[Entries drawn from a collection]

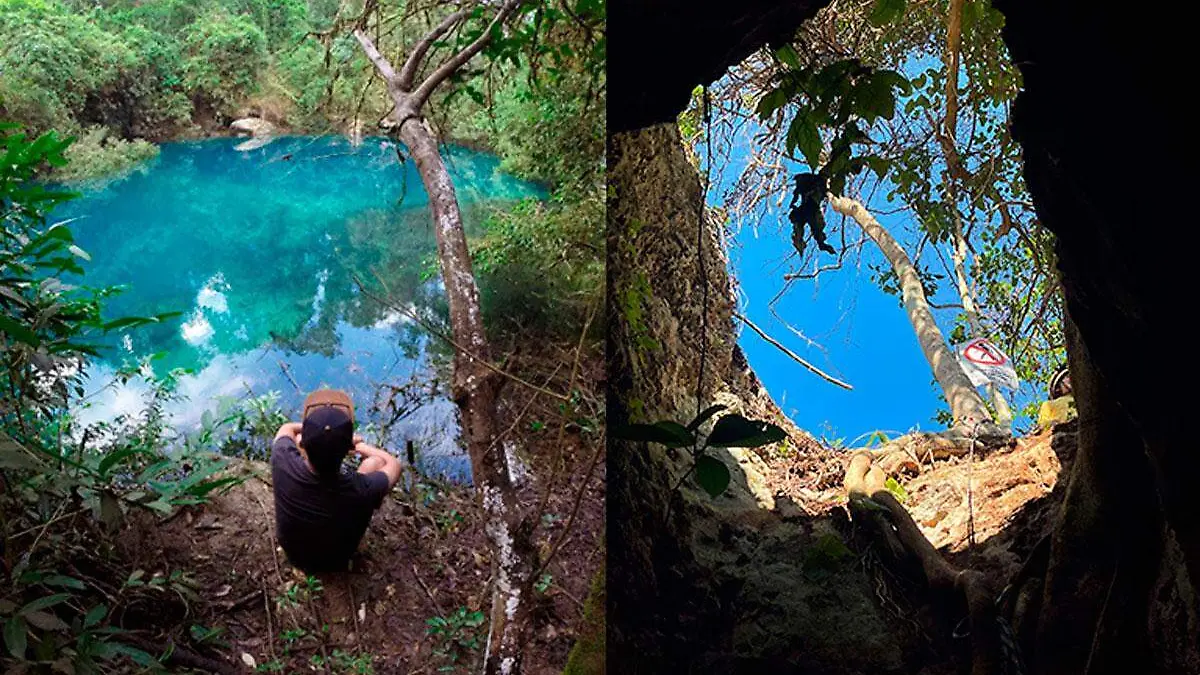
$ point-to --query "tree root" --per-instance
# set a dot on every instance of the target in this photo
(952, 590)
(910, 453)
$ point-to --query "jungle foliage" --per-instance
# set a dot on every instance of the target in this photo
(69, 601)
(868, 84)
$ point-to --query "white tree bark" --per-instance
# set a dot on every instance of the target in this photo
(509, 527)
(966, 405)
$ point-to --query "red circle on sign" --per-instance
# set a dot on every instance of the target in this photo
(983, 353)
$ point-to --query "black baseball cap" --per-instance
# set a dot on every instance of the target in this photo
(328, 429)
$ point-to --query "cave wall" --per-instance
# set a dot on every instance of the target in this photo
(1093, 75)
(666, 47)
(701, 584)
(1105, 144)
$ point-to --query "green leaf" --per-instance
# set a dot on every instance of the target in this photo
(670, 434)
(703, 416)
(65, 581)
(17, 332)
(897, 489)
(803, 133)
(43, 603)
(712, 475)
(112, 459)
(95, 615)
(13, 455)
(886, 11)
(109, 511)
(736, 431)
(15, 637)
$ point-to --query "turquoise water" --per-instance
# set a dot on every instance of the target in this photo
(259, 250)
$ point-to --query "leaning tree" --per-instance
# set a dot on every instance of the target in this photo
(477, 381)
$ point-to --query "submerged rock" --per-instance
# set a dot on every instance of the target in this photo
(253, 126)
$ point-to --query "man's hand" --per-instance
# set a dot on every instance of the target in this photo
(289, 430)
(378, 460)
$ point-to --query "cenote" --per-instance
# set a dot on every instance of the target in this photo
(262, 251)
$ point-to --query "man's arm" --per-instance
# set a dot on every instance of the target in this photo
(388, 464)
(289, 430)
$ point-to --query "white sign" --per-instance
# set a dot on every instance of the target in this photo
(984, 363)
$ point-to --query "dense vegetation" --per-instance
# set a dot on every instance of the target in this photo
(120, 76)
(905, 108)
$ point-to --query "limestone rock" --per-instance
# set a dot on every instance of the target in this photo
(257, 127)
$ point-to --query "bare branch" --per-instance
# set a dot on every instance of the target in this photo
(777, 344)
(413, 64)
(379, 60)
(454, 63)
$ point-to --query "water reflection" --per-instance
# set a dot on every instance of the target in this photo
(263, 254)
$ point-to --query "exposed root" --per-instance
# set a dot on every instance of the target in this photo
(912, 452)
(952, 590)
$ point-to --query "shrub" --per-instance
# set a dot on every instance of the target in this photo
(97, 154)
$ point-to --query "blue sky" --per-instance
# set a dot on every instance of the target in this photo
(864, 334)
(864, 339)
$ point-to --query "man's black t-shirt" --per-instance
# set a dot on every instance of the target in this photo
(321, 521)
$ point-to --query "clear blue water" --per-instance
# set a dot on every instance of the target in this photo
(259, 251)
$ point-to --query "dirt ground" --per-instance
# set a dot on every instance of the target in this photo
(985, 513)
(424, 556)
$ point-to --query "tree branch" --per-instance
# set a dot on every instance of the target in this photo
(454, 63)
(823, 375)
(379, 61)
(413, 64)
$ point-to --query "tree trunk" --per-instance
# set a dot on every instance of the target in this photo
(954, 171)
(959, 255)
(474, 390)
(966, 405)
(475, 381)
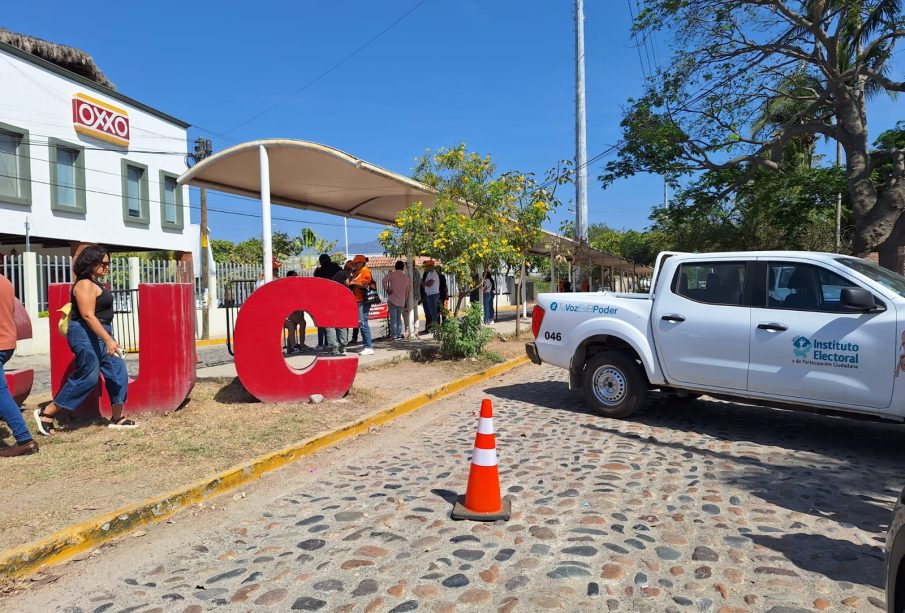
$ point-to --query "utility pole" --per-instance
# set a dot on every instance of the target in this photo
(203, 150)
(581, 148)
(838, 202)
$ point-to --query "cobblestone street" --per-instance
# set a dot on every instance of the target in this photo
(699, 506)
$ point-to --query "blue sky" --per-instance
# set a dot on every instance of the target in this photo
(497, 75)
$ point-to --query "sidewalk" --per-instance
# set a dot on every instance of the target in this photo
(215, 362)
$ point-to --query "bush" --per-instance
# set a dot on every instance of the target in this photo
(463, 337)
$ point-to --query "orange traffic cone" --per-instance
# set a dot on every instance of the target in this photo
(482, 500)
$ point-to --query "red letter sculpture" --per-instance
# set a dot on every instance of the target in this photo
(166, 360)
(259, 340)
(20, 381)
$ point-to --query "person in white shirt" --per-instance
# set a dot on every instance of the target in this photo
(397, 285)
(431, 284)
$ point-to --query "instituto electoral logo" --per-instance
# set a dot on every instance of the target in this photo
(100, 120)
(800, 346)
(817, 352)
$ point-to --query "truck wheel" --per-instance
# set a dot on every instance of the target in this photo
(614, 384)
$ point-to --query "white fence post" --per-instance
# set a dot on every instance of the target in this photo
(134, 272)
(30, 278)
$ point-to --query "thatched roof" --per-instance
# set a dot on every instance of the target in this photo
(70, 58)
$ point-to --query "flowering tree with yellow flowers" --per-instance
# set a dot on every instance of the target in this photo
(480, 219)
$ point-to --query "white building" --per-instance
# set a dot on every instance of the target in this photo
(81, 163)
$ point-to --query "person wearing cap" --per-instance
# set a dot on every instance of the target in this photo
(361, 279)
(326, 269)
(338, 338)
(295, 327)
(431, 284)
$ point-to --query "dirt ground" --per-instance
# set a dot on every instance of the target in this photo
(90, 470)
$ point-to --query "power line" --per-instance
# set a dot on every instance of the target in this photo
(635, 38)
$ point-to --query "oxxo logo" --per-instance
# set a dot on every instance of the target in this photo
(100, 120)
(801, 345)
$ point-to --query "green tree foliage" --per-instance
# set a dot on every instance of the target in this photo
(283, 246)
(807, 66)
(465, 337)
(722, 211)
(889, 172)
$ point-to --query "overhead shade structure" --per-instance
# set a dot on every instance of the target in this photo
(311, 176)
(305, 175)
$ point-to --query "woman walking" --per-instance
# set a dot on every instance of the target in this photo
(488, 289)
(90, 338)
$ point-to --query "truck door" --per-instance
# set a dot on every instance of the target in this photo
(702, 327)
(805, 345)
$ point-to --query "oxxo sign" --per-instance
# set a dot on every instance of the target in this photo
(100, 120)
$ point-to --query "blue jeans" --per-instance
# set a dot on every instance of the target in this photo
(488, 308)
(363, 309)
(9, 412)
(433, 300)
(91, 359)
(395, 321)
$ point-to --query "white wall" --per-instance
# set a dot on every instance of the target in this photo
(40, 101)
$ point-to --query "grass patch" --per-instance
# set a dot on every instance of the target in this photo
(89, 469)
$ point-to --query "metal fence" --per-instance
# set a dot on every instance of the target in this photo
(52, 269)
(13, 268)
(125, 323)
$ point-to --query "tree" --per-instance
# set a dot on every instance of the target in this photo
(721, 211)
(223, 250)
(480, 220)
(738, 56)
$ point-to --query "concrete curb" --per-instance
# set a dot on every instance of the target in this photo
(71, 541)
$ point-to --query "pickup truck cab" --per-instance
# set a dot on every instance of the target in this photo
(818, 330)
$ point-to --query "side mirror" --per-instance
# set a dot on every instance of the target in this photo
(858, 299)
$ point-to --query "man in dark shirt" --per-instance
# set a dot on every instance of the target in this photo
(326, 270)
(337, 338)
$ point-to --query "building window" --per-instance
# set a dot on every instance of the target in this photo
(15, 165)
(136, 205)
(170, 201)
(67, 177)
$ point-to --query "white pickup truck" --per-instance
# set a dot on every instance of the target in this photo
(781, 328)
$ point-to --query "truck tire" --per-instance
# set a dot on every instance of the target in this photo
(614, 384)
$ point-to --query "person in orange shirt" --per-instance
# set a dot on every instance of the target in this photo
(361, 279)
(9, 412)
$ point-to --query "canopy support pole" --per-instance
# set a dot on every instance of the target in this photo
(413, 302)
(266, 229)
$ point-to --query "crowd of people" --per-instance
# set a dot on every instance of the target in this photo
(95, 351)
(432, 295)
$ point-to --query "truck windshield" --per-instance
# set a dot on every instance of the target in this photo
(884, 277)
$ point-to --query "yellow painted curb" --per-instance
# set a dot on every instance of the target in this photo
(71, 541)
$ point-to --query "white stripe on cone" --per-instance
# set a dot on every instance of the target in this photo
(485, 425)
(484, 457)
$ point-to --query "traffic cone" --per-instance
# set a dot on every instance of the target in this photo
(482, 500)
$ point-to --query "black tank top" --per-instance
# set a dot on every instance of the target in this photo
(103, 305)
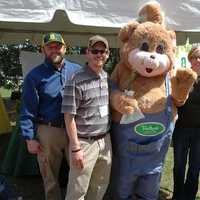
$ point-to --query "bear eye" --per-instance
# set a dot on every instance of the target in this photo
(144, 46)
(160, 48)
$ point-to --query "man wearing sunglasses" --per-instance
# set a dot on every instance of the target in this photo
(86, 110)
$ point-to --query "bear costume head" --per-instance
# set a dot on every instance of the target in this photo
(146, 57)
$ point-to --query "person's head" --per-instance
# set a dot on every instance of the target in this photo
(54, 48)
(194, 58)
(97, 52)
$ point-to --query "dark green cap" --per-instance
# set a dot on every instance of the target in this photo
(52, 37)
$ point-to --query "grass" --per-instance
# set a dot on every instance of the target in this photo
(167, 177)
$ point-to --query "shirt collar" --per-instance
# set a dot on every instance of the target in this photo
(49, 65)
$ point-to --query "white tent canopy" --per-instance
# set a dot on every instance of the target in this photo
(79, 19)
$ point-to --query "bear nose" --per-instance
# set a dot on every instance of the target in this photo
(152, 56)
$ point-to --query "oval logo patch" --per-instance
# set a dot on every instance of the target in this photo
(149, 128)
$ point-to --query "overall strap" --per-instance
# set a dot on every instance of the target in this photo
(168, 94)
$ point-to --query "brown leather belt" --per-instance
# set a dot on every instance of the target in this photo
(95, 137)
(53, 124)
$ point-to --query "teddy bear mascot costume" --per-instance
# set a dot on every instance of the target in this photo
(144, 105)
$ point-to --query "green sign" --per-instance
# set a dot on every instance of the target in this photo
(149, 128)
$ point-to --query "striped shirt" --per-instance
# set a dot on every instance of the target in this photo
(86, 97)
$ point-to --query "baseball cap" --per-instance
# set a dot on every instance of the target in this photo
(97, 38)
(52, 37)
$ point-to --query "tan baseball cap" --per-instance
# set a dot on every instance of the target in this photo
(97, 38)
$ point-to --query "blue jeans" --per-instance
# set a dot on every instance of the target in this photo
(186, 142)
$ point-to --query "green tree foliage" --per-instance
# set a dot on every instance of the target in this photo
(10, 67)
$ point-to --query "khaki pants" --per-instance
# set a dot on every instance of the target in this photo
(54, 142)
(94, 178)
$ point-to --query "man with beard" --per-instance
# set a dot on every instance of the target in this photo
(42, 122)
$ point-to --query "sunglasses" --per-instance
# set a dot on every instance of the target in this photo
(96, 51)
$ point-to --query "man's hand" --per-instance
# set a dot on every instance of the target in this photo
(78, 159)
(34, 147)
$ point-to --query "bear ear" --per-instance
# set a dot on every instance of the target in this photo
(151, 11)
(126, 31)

Prompt: Return every line of the items above that contains the string "water". Case counts.

Problem solution:
$ point-to --query "turquoise water" --per-instance
$ point-to --query "water reflection" --per-instance
$ point-to --query "clear blue water" --per-instance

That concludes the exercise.